Collected data:
▽

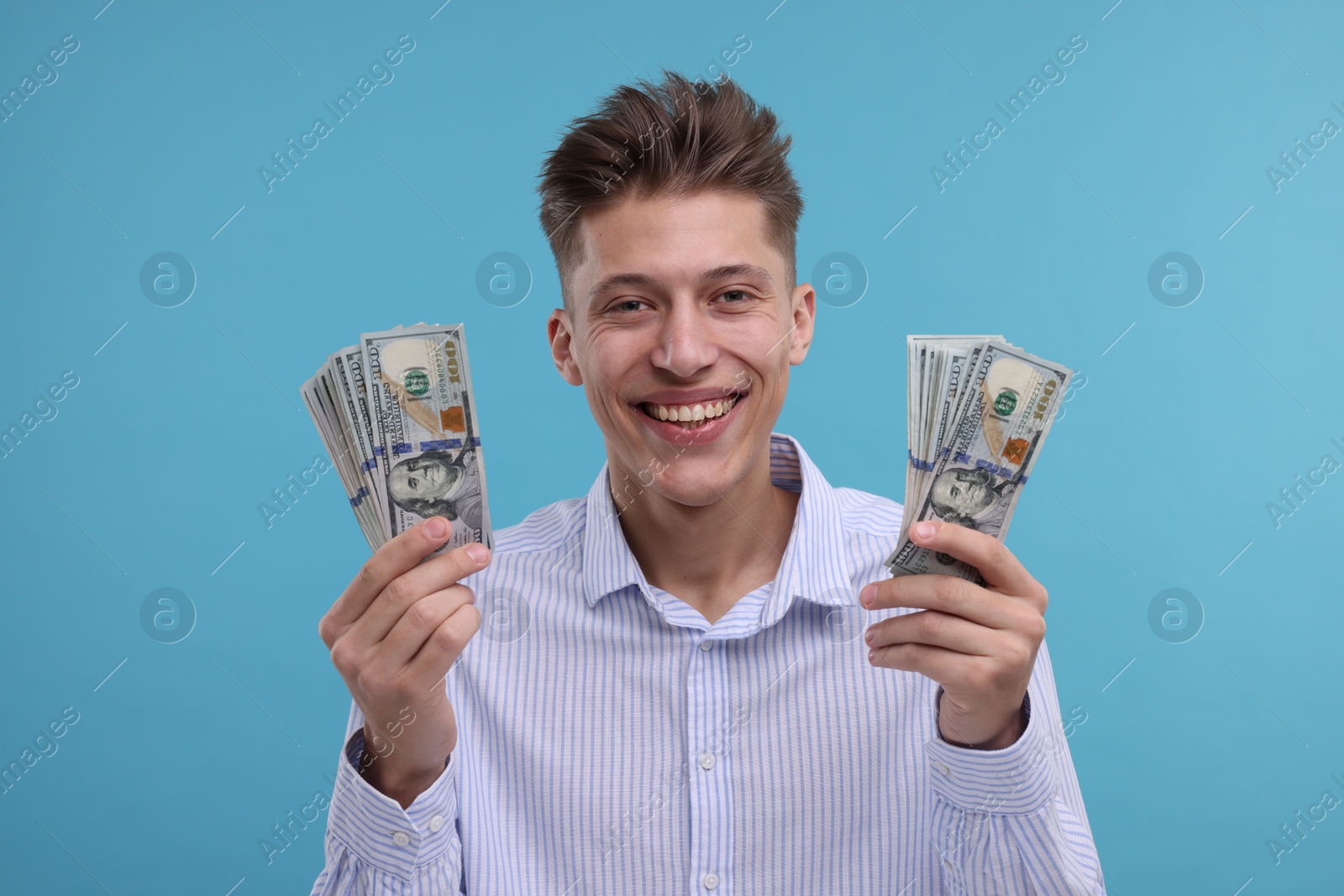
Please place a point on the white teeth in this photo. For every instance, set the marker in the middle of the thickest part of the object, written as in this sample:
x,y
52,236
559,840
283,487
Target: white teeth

△
▽

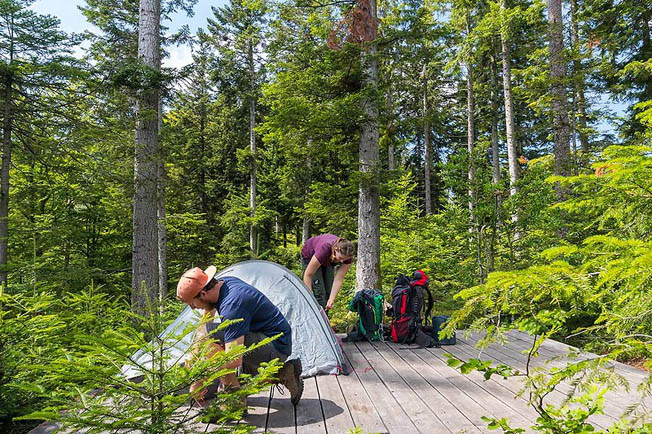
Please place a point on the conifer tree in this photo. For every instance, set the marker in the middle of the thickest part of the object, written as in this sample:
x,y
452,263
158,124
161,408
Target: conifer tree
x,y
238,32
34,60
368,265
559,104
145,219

△

» **WHAT IS REQUIRED**: Edit the lines from the line with "Please place a point on the white" up to and including the line with "Target: white teeth" so that "white teeth" becomes "front teeth", keeping everything else the same.

» **FULL RESPONSE**:
Please place a point on the front teeth in this photo. For every instance, set the marker in the middle of the thickest part of the object, written as in this sample:
x,y
52,236
559,840
283,487
Target: front teeth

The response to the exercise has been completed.